Extracted data:
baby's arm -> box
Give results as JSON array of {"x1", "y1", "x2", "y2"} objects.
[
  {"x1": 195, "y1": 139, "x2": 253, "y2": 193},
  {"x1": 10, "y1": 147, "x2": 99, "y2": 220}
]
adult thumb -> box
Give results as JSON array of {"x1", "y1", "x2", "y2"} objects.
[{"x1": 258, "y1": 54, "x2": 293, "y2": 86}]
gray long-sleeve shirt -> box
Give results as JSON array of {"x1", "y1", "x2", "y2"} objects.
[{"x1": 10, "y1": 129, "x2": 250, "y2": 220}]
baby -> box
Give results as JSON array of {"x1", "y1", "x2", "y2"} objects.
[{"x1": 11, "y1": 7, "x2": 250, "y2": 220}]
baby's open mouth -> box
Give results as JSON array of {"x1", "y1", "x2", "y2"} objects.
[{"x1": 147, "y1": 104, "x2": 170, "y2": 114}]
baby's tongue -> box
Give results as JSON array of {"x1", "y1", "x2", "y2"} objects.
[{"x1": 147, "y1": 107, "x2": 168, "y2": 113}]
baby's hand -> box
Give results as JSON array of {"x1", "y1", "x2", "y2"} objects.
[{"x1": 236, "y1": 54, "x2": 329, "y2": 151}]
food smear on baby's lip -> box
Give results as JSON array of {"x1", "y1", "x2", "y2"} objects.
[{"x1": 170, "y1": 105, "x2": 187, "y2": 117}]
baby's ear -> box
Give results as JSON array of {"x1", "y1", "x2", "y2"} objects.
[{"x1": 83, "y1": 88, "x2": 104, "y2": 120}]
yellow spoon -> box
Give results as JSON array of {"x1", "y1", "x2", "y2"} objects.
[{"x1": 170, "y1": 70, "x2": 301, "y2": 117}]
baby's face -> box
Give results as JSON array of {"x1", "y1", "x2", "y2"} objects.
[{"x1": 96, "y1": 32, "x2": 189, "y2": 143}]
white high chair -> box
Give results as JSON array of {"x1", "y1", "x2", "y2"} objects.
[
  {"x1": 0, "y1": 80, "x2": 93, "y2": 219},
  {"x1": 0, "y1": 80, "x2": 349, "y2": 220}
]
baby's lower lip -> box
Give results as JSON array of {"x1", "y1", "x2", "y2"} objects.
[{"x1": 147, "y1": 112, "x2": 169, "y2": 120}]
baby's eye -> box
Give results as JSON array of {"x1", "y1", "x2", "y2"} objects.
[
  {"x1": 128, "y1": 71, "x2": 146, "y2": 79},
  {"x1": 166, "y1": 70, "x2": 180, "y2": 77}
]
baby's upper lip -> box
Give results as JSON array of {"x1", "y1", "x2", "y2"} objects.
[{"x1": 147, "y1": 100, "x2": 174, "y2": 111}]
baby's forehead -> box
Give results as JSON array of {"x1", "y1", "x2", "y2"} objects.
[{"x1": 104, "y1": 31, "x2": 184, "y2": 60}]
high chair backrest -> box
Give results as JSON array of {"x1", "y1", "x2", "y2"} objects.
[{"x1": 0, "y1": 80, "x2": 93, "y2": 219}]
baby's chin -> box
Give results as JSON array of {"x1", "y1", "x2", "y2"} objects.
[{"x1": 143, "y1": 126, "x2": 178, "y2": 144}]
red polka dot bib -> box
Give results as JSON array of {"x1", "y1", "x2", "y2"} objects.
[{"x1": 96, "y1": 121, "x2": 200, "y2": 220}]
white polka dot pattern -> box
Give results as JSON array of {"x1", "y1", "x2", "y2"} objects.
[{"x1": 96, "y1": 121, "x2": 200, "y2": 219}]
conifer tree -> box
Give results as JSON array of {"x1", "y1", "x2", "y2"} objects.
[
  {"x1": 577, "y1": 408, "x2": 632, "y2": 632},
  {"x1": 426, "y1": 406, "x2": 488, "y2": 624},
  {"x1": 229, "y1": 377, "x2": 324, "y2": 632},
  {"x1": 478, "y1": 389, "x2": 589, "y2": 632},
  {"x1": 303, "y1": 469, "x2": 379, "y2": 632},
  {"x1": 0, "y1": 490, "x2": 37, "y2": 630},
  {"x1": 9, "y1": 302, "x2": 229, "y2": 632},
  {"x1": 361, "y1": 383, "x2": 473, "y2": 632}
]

Objective: Rewrite the lines above as a numbered list, leaving out any blank lines.

Output for this exercise:
1. baby's arm -> box
2. Give results as JSON array of {"x1", "y1", "x2", "y2"} objects.
3. [
4.   {"x1": 195, "y1": 139, "x2": 253, "y2": 193},
5.   {"x1": 10, "y1": 147, "x2": 99, "y2": 220}
6. ]
7. adult thumb -> box
8. Give results as JSON array of {"x1", "y1", "x2", "y2"} objects.
9. [{"x1": 258, "y1": 54, "x2": 293, "y2": 86}]
10. gray long-sleeve shirt -> box
11. Give results as JSON array of {"x1", "y1", "x2", "y2"} objects.
12. [{"x1": 10, "y1": 129, "x2": 250, "y2": 220}]
13. baby -> box
14. Give results as JSON array of {"x1", "y1", "x2", "y2"} objects.
15. [{"x1": 11, "y1": 7, "x2": 250, "y2": 220}]
16. baby's open mouth -> box
17. Give results as JSON array of {"x1", "y1", "x2", "y2"} objects.
18. [{"x1": 147, "y1": 104, "x2": 170, "y2": 114}]
19. baby's tongue -> box
20. Give results as JSON array of {"x1", "y1", "x2", "y2"} objects.
21. [{"x1": 147, "y1": 107, "x2": 168, "y2": 113}]
22. baby's hand -> box
23. Give results as JSON array of {"x1", "y1", "x2", "y2"} objects.
24. [{"x1": 236, "y1": 54, "x2": 329, "y2": 151}]
25. food smear on baby's lip -> box
26. Give results as JSON array of {"x1", "y1", "x2", "y2"} objects.
27. [{"x1": 170, "y1": 105, "x2": 187, "y2": 117}]
28. baby's ear -> box
29. Give results as JSON array of {"x1", "y1", "x2", "y2"} objects.
30. [{"x1": 83, "y1": 88, "x2": 104, "y2": 120}]
31. yellow spoon -> box
32. Give results as JSON array of {"x1", "y1", "x2", "y2"} objects.
33. [{"x1": 170, "y1": 70, "x2": 301, "y2": 117}]
34. baby's face -> box
35. Give results as JSON array of {"x1", "y1", "x2", "y2"} objects.
36. [{"x1": 96, "y1": 32, "x2": 189, "y2": 143}]
37. white high chair -> box
38. Give results as JSON array of {"x1", "y1", "x2", "y2"} objects.
39. [
40.   {"x1": 0, "y1": 80, "x2": 93, "y2": 219},
41.   {"x1": 0, "y1": 80, "x2": 349, "y2": 220}
42. ]
43. baby's lower lip -> box
44. Give results as JSON array of {"x1", "y1", "x2", "y2"} objects.
45. [{"x1": 147, "y1": 112, "x2": 169, "y2": 120}]
46. baby's eye -> box
47. Give results as JSON array of {"x1", "y1", "x2", "y2"} objects.
48. [
49.   {"x1": 128, "y1": 71, "x2": 146, "y2": 79},
50.   {"x1": 166, "y1": 70, "x2": 180, "y2": 77}
51. ]
52. baby's upper lip -> box
53. Give results as JSON array of {"x1", "y1", "x2", "y2"} objects.
54. [{"x1": 147, "y1": 100, "x2": 174, "y2": 111}]
55. baby's forehead -> box
56. Give results as JSON array of {"x1", "y1", "x2", "y2"} objects.
57. [{"x1": 104, "y1": 31, "x2": 184, "y2": 60}]
58. high chair backrest -> box
59. Give results as JSON array of {"x1", "y1", "x2", "y2"} objects.
60. [{"x1": 0, "y1": 80, "x2": 93, "y2": 219}]
61. baby's chin -> box
62. Give results as JSON array of {"x1", "y1", "x2", "y2"} objects.
63. [{"x1": 143, "y1": 126, "x2": 178, "y2": 144}]
64. red polka dot bib -> box
65. Give results as JSON array of {"x1", "y1", "x2", "y2"} objects.
66. [{"x1": 96, "y1": 121, "x2": 200, "y2": 220}]
67. white polka dot pattern -> box
68. Give results as JSON array of {"x1", "y1", "x2", "y2"} objects.
69. [{"x1": 96, "y1": 121, "x2": 200, "y2": 219}]
70. conifer tree -> box
71. Give results as JSON array of {"x1", "y1", "x2", "y2"} objects.
72. [
73.   {"x1": 577, "y1": 408, "x2": 632, "y2": 632},
74.   {"x1": 426, "y1": 406, "x2": 488, "y2": 624},
75.   {"x1": 229, "y1": 377, "x2": 324, "y2": 632},
76.   {"x1": 478, "y1": 389, "x2": 589, "y2": 632},
77.   {"x1": 303, "y1": 469, "x2": 379, "y2": 632},
78.   {"x1": 0, "y1": 490, "x2": 37, "y2": 630},
79.   {"x1": 9, "y1": 302, "x2": 229, "y2": 632},
80.   {"x1": 361, "y1": 383, "x2": 473, "y2": 632}
81. ]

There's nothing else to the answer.